(Extracted information):

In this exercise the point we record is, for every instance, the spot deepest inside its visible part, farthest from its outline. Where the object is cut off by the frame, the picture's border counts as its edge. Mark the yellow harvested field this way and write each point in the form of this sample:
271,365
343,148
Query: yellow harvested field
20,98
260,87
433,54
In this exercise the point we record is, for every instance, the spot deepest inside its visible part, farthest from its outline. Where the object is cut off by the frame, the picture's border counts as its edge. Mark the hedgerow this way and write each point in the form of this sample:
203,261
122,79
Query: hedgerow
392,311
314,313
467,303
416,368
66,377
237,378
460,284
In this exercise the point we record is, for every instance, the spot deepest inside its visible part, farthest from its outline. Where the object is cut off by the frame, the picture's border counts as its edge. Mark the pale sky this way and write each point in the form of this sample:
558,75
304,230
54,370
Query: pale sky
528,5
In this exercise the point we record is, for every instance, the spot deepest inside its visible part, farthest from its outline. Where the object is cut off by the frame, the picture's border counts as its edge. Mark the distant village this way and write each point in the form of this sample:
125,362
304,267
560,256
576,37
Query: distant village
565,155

(Objective): Copy out all of the records above word for word, with every line in its original order.

(Exercise solution):
In this exercise the point we record is, for every instance, the spot deepest inside its visible part, farthest from its outline. Where the object is cut off by the frame, the picture's border counts as its edge. Mark the yellow harvested field this way and write each point in the form of this sample:
271,365
343,148
Query: yellow harvested field
20,98
260,87
433,54
In this exercise the point we record is, for every instance, the spot deepest inside its visible part, farthest from its outline. Where the object is cut off by the frame, the picture's border counts as its edge. Mark the hedgerow this way and write each point in the form of this sample:
203,261
122,79
Query: hedgerow
392,311
314,313
467,303
416,368
66,377
237,378
460,284
In this exercise the point we record is, for every instance, the spot deepest inside its visible part, farthest from its outline. Where the object is cut off by the frame, the picture's border counts as its edge. Mark the pale sky this way and write each point in the form of this sample:
558,75
304,230
54,370
Query: pale sky
528,5
In this exercise the point we record is, for every instance, the spot deepest inside its visible part, farthest from its outline. Where the object is cut off by the frame, the picture's border counts as its edge. Mark the distant village this way and write each point in the form of this sample:
125,362
304,267
560,256
576,37
Query: distant village
565,155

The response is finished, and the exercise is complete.